Segment Open

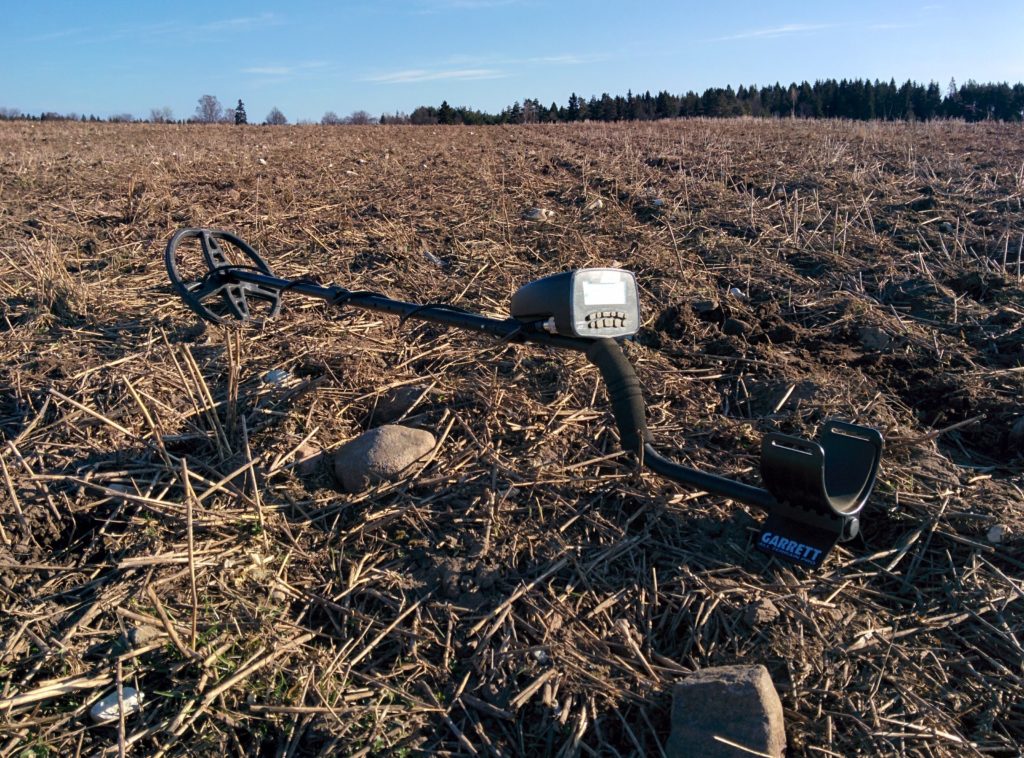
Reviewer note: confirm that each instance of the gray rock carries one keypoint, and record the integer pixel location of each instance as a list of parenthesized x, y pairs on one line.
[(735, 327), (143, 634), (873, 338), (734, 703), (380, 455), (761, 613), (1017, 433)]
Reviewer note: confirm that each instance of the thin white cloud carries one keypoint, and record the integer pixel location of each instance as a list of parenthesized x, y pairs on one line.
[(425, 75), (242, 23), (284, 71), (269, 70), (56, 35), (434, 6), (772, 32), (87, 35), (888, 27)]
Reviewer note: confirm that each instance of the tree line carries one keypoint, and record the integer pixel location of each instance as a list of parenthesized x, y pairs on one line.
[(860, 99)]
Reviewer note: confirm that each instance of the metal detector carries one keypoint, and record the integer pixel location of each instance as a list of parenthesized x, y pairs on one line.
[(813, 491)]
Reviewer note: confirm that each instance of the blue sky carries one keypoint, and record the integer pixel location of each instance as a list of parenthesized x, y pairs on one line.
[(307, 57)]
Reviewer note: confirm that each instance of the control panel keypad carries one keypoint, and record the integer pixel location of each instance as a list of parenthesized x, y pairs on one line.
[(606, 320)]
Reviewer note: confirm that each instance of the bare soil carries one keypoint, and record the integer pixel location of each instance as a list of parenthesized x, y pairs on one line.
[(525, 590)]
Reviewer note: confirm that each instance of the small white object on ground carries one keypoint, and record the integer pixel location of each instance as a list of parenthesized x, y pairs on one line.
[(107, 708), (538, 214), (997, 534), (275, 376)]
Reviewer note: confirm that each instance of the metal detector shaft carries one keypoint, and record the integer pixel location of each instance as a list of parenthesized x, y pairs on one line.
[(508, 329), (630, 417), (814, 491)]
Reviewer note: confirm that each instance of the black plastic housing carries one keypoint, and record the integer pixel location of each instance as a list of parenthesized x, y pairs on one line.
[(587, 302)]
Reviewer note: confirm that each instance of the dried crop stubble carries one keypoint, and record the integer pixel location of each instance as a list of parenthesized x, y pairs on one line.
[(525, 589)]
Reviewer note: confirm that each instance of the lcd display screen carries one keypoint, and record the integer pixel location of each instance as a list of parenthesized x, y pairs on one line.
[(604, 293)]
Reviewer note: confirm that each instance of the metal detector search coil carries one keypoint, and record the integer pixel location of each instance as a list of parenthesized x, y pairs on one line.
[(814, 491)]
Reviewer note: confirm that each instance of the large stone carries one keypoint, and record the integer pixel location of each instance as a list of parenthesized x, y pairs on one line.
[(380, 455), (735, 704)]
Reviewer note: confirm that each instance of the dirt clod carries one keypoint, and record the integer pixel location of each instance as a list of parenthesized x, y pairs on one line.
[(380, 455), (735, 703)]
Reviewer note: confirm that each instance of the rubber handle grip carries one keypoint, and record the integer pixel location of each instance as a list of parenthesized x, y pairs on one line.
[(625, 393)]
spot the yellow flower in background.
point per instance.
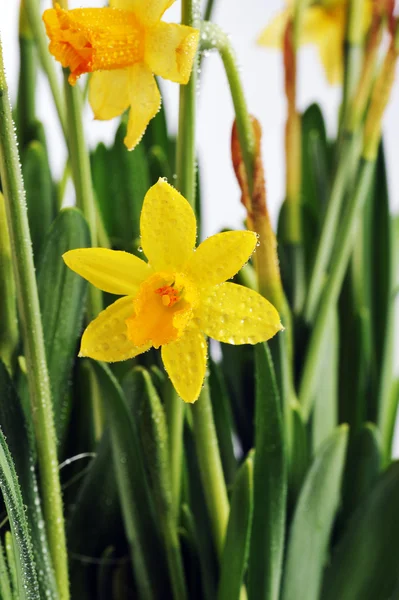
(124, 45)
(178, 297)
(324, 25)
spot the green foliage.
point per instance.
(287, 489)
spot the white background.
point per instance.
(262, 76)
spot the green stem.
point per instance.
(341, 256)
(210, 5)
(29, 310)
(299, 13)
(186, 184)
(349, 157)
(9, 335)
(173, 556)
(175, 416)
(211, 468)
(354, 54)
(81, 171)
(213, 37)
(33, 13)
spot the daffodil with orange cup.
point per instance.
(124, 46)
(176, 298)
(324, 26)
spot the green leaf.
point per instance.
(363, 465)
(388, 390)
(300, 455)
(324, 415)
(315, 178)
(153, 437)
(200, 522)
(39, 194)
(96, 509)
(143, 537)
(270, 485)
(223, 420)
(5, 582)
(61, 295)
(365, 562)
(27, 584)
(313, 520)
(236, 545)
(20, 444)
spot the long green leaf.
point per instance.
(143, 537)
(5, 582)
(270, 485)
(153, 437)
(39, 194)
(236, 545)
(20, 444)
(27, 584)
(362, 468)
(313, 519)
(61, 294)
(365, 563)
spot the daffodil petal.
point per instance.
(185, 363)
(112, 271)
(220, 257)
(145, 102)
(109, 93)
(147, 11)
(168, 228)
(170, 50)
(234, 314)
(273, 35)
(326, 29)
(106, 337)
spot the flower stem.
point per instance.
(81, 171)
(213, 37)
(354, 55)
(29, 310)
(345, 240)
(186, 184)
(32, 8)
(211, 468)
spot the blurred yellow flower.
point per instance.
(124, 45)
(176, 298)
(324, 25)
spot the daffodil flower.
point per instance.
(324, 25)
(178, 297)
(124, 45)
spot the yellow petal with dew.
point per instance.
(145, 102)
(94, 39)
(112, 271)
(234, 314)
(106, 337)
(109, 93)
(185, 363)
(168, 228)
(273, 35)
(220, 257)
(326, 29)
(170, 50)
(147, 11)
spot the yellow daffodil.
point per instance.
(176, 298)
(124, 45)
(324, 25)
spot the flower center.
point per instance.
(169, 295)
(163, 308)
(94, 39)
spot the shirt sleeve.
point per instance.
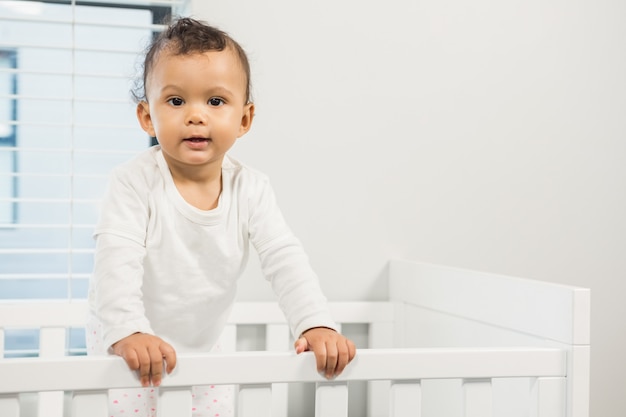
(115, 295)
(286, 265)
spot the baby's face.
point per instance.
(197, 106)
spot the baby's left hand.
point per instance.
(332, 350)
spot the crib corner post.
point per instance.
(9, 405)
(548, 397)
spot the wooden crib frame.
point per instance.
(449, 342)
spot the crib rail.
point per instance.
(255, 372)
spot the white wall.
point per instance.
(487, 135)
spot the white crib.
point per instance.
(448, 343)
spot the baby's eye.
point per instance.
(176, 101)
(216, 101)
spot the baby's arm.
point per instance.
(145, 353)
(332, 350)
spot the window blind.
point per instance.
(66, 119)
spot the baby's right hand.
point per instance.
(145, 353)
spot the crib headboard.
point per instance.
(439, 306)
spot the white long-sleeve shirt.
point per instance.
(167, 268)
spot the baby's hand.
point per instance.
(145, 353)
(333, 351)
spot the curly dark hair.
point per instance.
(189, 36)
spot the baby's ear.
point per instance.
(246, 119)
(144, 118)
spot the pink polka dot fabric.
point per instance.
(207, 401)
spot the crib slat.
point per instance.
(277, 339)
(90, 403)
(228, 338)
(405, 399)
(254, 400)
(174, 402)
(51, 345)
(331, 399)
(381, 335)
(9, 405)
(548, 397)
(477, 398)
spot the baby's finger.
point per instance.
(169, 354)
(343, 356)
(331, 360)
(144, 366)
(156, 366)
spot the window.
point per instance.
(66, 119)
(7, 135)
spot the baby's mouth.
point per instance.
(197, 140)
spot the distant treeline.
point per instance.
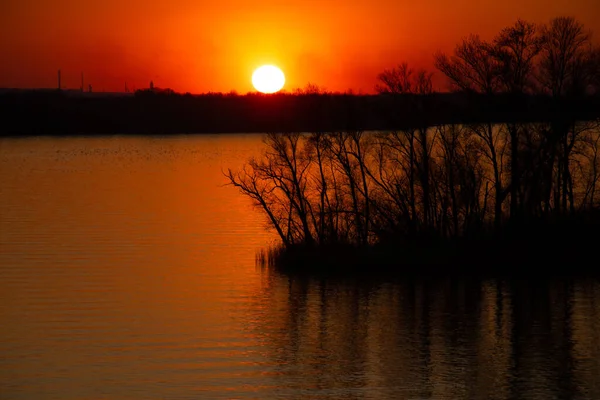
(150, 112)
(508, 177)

Segment Closed

Your instructions: Here the job is to set down exactly the lines of the material above that fall between the one with "spot the white wall." and the one with "spot the curly dark hair.", inclusive, and nothing beyond them.

Response to this exercise:
spot the white wall.
point per instance.
(487, 135)
spot the white crib.
point per instance.
(448, 343)
spot the baby's eye.
point per instance.
(176, 101)
(216, 101)
spot the baby's arm.
point per instance.
(145, 353)
(332, 350)
spot the window blind.
point per instance.
(66, 119)
spot the baby's right hand.
point per instance.
(145, 353)
spot the crib headboard.
point per instance.
(439, 306)
spot the white long-sleeve shirt.
point per instance.
(167, 268)
spot the baby's hand.
point per instance.
(145, 353)
(333, 351)
spot the curly dark hair.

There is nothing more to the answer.